Saved entries ::
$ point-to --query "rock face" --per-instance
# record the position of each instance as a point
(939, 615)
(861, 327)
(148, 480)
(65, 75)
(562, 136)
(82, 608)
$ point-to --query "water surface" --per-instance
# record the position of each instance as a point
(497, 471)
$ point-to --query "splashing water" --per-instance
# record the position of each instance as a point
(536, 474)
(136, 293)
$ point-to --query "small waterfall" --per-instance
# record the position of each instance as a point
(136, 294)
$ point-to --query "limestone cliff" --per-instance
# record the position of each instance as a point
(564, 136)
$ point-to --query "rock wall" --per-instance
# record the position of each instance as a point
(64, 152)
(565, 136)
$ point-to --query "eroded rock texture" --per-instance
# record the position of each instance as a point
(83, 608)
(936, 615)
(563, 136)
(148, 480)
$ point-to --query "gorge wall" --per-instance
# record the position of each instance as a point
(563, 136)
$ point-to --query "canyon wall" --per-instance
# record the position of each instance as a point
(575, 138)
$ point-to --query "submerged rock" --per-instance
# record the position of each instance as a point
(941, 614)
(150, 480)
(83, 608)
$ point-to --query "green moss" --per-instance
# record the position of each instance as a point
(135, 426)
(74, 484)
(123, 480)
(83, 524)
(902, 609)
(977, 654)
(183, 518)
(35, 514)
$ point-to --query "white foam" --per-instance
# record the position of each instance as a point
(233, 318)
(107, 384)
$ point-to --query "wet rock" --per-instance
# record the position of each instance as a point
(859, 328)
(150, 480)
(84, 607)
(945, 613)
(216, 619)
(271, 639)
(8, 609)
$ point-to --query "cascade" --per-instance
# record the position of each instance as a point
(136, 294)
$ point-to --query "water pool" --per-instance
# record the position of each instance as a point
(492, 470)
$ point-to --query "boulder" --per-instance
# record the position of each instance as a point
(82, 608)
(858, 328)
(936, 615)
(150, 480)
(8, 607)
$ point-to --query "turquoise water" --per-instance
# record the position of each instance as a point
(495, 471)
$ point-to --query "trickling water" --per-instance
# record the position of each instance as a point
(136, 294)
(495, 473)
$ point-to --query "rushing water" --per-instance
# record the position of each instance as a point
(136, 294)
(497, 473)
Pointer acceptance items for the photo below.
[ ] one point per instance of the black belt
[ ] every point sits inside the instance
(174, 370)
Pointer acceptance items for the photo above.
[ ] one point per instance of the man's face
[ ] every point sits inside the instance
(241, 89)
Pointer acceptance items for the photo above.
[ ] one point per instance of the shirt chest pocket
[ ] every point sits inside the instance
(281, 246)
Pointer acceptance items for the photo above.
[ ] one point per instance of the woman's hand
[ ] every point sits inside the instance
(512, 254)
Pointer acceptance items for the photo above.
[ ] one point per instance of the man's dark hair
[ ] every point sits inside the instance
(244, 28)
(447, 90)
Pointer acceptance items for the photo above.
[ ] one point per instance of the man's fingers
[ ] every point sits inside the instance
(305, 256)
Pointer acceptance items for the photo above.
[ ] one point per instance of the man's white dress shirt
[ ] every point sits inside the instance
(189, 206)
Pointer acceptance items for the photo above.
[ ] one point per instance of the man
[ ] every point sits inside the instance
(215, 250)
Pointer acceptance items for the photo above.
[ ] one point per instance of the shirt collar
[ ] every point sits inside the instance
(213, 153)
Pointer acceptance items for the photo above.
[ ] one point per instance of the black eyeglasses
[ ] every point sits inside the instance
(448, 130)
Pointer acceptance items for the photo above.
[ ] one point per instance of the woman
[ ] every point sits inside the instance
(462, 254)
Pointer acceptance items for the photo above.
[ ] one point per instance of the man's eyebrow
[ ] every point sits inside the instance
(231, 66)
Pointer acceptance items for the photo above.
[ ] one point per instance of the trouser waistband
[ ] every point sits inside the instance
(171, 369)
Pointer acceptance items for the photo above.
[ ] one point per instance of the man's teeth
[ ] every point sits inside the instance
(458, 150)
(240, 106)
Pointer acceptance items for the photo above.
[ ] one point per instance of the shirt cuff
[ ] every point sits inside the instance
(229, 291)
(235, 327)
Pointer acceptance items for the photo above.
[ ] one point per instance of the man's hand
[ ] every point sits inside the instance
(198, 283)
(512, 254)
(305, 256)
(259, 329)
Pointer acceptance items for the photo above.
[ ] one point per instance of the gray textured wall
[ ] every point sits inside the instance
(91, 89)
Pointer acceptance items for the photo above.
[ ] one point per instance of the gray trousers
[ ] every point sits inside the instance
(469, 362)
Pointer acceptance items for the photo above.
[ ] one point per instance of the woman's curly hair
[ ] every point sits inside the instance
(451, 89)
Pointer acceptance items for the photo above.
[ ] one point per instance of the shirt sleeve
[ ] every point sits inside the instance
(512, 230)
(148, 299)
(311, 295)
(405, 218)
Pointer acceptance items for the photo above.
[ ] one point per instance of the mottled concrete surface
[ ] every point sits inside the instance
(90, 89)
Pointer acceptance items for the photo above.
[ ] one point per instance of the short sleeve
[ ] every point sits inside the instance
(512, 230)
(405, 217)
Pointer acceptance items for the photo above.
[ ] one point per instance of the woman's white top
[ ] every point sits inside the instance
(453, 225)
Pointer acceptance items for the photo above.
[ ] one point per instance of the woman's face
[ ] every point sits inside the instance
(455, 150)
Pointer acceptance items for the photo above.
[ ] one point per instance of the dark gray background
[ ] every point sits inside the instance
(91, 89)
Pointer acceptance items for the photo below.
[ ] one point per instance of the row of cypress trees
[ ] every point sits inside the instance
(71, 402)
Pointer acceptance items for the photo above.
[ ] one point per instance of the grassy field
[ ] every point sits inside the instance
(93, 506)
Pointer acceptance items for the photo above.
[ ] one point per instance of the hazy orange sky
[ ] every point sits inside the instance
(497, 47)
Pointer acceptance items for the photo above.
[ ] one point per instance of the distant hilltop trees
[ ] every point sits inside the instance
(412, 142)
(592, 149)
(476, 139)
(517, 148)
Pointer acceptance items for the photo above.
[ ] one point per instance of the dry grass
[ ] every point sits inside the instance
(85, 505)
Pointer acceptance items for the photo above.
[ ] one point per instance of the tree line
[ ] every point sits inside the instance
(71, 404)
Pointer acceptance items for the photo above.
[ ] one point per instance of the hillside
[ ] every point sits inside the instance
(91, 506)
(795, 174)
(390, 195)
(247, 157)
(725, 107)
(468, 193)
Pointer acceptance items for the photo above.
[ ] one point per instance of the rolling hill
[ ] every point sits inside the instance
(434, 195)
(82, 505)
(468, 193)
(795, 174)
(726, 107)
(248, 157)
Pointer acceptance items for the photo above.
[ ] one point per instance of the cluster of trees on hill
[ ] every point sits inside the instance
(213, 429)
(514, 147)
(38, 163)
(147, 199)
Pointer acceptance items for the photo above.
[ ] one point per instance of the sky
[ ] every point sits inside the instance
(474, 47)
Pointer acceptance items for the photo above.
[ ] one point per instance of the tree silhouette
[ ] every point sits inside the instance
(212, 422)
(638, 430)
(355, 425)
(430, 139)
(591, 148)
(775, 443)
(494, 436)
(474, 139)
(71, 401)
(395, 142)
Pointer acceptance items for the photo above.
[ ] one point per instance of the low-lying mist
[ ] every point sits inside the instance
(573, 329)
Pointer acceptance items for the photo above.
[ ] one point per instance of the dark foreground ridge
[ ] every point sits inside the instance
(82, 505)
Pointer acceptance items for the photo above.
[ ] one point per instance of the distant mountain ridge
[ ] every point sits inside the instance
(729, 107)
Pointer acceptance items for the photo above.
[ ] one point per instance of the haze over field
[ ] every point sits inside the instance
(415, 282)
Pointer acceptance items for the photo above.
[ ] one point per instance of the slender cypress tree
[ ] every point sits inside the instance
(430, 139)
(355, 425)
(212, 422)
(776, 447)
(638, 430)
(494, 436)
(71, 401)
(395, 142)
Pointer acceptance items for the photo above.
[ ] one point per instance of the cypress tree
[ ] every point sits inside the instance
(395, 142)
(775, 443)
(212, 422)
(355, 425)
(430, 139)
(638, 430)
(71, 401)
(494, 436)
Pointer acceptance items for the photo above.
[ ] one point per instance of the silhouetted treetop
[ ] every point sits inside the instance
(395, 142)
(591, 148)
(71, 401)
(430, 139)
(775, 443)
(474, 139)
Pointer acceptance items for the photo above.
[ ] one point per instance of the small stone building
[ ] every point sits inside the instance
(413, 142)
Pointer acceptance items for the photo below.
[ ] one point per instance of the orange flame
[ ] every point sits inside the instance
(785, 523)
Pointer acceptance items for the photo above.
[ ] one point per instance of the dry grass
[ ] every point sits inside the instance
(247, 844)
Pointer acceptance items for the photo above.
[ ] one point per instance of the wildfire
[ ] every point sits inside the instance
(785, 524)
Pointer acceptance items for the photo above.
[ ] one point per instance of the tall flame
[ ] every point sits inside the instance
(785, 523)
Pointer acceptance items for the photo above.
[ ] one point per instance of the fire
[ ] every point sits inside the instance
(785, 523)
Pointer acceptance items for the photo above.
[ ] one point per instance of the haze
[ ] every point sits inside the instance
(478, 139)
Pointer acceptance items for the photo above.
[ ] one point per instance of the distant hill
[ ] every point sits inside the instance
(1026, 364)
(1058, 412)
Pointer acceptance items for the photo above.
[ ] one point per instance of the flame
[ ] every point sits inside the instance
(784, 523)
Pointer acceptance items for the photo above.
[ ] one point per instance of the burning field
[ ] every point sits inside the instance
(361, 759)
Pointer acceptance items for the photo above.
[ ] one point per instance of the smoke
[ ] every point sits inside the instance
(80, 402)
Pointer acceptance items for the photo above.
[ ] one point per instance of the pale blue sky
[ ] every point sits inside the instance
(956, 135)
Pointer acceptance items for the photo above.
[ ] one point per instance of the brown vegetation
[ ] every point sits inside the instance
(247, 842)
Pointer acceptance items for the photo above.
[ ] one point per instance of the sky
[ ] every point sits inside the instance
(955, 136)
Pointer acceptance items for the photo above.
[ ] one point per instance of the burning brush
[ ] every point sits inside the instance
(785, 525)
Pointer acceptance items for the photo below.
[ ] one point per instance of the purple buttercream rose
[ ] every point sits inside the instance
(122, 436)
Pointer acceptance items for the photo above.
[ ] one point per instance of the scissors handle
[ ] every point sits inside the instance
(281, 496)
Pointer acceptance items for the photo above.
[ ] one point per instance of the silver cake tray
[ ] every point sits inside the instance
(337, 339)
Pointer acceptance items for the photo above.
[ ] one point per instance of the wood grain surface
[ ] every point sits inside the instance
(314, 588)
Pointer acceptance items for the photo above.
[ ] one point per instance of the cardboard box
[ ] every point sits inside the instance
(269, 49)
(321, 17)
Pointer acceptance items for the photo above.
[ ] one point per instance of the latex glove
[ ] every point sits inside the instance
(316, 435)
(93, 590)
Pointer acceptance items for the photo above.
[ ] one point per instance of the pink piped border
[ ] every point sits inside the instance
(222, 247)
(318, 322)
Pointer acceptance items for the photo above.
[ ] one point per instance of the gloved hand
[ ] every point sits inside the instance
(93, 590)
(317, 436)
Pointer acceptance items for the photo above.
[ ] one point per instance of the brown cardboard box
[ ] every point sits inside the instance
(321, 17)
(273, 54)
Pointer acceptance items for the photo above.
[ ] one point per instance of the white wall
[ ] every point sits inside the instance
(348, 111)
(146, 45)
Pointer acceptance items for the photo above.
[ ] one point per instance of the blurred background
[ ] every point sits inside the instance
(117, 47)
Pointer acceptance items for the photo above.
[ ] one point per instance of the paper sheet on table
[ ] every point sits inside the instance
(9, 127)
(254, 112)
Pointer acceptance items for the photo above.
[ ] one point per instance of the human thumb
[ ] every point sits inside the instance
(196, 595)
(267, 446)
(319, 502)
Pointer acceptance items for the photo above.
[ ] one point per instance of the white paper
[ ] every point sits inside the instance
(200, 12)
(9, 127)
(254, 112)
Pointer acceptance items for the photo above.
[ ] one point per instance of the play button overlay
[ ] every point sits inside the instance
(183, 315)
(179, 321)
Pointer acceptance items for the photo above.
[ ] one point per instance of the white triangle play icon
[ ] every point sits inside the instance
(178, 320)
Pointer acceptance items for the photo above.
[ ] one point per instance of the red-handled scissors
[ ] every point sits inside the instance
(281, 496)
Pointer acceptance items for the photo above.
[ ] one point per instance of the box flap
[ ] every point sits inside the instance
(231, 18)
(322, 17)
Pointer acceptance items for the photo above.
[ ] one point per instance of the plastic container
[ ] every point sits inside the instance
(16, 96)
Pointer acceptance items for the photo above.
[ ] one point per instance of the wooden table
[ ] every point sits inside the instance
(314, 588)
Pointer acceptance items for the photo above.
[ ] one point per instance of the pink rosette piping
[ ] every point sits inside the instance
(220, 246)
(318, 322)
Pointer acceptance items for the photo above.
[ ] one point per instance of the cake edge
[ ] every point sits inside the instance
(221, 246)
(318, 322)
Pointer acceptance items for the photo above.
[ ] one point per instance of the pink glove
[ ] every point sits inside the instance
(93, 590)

About this task :: Across all the records above, find each line with "woman" in it and copy it.

Answer to the problem ::
[ ] one point per instance of the woman's hand
[ ] one point per instance of the woman
[ ] one point per instance of the woman's curly hair
[ ] one point per instance of the woman's white top
[ ] one point per instance of the woman's face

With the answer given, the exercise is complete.